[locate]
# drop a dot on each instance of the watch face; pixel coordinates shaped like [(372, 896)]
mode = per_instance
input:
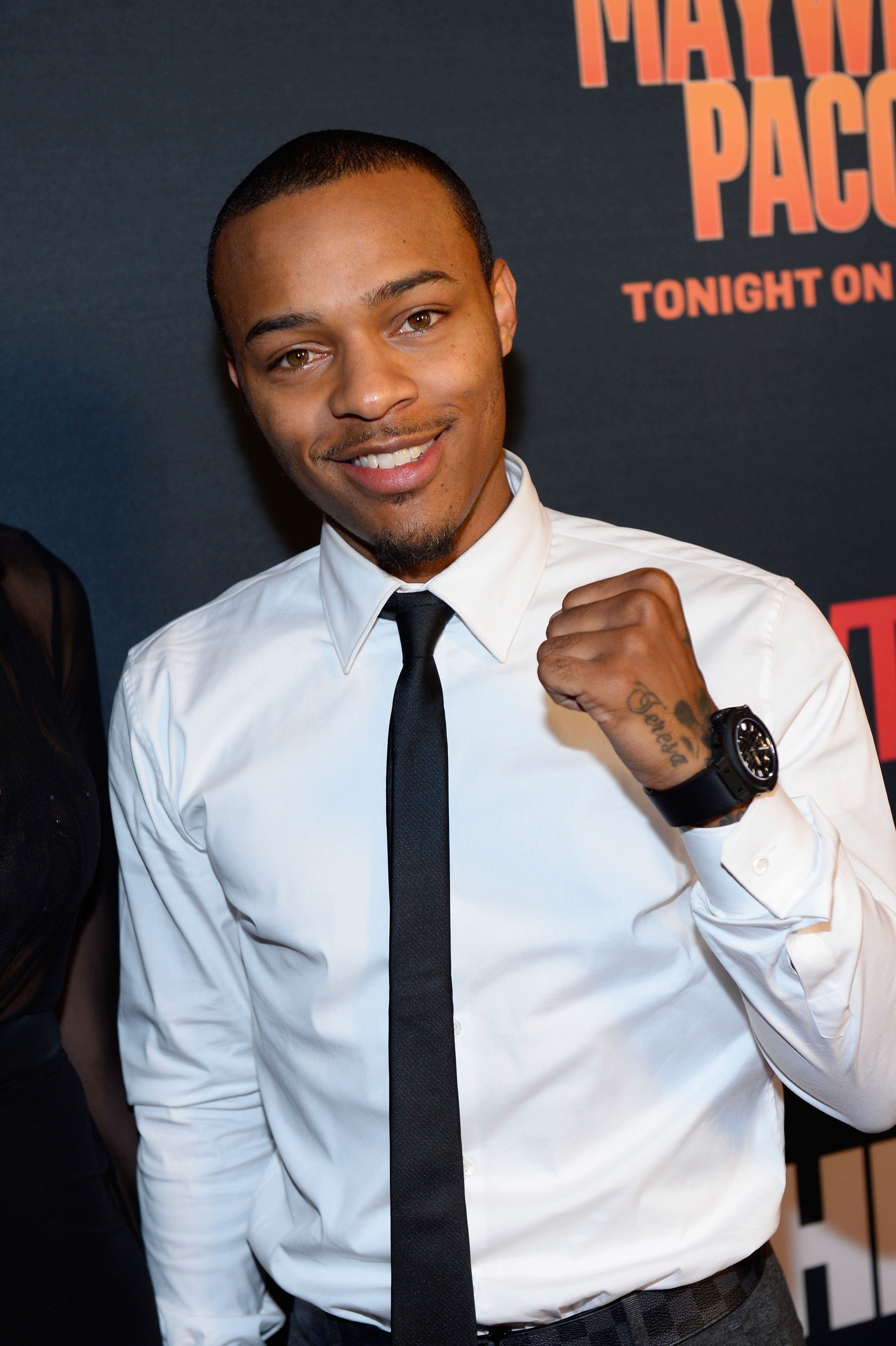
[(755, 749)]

****************

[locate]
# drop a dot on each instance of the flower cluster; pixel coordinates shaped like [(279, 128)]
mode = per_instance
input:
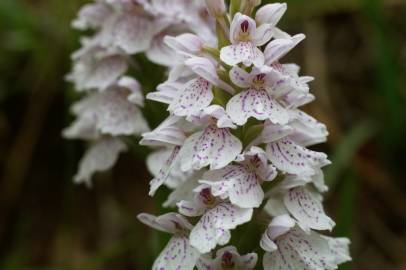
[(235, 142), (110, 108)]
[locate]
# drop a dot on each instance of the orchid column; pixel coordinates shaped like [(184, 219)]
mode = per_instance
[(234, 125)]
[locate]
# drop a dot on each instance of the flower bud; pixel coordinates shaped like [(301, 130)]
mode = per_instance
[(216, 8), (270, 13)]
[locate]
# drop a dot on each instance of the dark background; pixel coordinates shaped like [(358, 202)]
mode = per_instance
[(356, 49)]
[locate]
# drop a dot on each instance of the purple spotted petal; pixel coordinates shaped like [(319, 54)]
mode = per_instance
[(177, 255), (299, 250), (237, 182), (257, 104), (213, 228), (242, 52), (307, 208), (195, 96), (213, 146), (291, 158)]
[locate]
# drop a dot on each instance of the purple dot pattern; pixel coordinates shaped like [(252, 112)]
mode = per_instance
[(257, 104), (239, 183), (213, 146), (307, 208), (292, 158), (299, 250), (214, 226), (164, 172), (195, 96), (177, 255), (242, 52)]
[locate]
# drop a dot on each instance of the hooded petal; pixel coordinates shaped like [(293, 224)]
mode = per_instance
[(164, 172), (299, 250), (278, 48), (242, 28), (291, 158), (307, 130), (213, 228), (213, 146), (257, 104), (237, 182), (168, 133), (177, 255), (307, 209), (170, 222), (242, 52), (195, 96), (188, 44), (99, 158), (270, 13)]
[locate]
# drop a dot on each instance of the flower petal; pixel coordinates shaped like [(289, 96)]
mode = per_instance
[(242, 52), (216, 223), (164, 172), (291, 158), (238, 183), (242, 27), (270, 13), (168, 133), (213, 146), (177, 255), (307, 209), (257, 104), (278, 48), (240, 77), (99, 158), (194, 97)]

****************

Your task is to gather all lines from the entries above that hold the word "shaped".

# drop a dot on each instance of the watch face; pixel coordinates shaped like [(372, 896)]
# drop a dot on each instance of the flower cluster; pixel coordinates shaped like [(279, 128)]
# drop a dot on each instance of the orchid column; pixel coordinates shaped like [(184, 219)]
# drop a dot on each instance of the flower bud; pixel coordinates shaped like [(301, 130)]
# drop a dot on each instance of the dark background; pixel coordinates shaped like [(358, 202)]
# drop a dot on each instance of the purple spotted petal; pixel coordinates shaped like [(319, 54)]
# drop a dot on each instance of the purple dot pattern; pixel coordinates shaped like [(252, 112)]
# drop a dot on each instance of the hooded petal; pixel coordinates shaped like [(293, 224)]
# drop a dot on each instance of the flower petal; pixel coordinates shaped like [(289, 96)]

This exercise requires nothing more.